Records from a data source

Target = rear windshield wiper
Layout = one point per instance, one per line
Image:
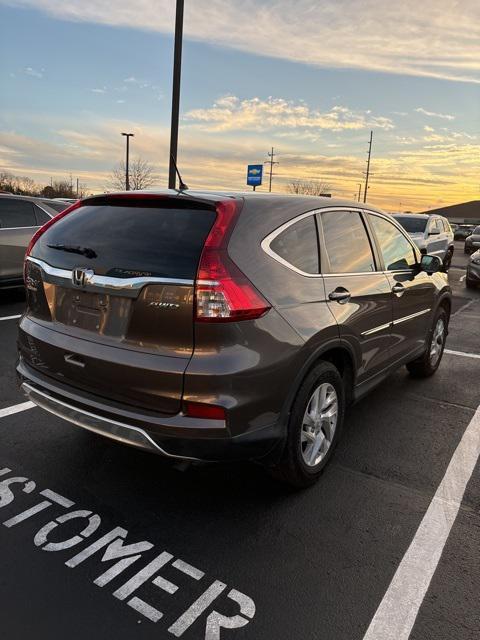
(83, 251)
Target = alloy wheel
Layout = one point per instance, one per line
(438, 339)
(319, 424)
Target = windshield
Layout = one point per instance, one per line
(412, 225)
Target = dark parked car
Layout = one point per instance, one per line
(472, 278)
(463, 231)
(472, 242)
(219, 326)
(20, 217)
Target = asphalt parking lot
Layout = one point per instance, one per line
(224, 551)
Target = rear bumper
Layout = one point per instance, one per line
(178, 436)
(473, 273)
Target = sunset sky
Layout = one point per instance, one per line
(309, 78)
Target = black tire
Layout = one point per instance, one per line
(292, 469)
(424, 367)
(470, 284)
(447, 261)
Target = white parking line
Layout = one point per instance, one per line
(399, 608)
(462, 353)
(11, 317)
(16, 408)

PROBLEM DETAILS –
Output the records above character for character, but leave each image out.

ANSWER AREA –
Target = rear windshield wiper
Layout = one point per instance, one per line
Image:
(83, 251)
Target = alloy wheel
Layout = one point per instance, one per line
(438, 339)
(319, 424)
Target = windshield
Layout = one point per instance, one per line
(412, 225)
Target = dark parked car
Layout = one point per instance, one per line
(472, 278)
(463, 231)
(472, 242)
(219, 326)
(20, 217)
Target = asphalt parking lot
Layout = one point per instance, one per line
(224, 551)
Target = rear bumper
Layout = one point per instance, one per line
(178, 436)
(473, 273)
Target = sunset sky
Layout = one point per instance, one per line
(309, 78)
Target = black tire
Layout = one point per instance, one per line
(292, 469)
(424, 367)
(470, 284)
(447, 261)
Target = white parking line
Layout = one point per instance, one per line
(399, 608)
(462, 353)
(11, 317)
(16, 408)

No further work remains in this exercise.